_Directions:_ Locate each line of the entries below that contains the string "every", treating uppercase and lowercase as distinct, and copy those lines.

[Outline annotation entries]
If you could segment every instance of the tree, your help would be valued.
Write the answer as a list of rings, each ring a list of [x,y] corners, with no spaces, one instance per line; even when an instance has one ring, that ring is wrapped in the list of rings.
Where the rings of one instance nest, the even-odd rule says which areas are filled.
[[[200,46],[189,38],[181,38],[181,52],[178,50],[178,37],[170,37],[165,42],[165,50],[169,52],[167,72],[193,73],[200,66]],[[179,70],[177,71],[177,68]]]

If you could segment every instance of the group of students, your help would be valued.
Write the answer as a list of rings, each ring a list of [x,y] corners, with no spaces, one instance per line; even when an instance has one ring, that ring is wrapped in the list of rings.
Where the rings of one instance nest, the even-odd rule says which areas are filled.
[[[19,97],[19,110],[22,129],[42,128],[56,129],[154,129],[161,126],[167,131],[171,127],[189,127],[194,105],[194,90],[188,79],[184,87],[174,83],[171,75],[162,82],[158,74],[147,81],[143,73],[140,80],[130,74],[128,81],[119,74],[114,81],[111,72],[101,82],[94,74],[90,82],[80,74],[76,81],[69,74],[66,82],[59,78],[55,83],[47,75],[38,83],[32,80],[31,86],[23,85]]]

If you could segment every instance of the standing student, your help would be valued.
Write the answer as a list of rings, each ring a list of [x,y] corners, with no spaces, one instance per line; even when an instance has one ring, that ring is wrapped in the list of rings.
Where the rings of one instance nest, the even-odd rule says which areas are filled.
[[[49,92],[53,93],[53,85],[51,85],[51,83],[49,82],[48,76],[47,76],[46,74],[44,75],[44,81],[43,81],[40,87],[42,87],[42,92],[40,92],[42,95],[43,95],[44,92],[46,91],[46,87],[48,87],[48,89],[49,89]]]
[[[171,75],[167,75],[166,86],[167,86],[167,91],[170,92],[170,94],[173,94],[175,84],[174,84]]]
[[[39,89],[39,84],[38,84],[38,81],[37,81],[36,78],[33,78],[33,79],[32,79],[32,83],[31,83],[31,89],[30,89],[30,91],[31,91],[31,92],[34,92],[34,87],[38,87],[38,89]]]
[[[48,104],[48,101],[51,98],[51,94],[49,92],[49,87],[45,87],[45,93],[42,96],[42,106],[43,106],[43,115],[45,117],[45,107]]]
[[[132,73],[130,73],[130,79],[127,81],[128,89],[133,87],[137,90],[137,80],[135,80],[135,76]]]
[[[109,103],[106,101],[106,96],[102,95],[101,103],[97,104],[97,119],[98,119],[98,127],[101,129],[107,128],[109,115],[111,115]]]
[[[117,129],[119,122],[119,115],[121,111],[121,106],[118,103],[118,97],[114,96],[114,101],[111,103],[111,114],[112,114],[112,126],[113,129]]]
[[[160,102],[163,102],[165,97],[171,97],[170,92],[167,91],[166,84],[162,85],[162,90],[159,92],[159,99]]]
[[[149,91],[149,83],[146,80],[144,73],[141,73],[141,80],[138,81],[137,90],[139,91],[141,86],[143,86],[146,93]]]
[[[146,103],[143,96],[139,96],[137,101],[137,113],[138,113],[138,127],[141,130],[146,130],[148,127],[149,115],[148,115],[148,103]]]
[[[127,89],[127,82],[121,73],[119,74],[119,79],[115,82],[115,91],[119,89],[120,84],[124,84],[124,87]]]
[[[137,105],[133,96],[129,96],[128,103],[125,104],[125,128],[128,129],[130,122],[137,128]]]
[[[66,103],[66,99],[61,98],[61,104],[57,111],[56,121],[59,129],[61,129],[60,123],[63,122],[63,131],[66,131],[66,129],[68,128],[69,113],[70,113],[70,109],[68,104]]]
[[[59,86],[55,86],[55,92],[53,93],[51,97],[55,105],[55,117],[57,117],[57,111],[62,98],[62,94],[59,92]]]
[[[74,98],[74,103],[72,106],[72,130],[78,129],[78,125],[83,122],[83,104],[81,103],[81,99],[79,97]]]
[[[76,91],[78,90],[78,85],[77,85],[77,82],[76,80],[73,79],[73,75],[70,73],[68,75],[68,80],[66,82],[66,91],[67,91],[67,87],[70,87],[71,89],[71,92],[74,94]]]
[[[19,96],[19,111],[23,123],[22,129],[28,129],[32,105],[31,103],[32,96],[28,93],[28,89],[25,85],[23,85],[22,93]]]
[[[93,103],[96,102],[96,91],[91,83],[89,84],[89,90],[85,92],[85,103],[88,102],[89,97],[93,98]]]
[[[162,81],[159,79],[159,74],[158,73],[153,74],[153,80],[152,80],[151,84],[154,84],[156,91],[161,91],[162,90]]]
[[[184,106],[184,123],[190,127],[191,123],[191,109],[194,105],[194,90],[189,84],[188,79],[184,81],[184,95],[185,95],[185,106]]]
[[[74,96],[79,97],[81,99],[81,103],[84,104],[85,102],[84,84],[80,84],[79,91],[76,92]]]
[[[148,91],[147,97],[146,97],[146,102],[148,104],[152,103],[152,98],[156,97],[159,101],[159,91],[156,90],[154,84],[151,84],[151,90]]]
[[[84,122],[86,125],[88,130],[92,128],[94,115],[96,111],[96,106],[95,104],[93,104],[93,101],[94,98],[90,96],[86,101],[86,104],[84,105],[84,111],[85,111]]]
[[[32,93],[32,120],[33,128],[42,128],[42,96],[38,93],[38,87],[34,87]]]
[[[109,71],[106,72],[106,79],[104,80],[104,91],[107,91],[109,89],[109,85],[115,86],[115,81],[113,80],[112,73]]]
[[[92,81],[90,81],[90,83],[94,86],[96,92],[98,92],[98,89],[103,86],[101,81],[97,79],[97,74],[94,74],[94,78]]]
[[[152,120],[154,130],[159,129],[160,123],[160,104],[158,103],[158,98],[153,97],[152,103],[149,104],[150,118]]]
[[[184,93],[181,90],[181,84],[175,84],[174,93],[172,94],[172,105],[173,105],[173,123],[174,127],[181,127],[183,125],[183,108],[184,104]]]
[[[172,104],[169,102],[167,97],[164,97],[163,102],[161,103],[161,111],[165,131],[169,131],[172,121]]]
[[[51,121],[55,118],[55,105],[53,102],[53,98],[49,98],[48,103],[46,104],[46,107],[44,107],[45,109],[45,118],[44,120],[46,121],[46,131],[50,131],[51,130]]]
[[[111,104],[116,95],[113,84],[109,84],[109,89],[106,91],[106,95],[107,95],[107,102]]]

_Exercise response:_
If you could segment every instance of the tree, your help would be valued.
If you could segment every instance of the group of students, your help would be valued.
If you could segment every instance of the standing student, your help would be valued.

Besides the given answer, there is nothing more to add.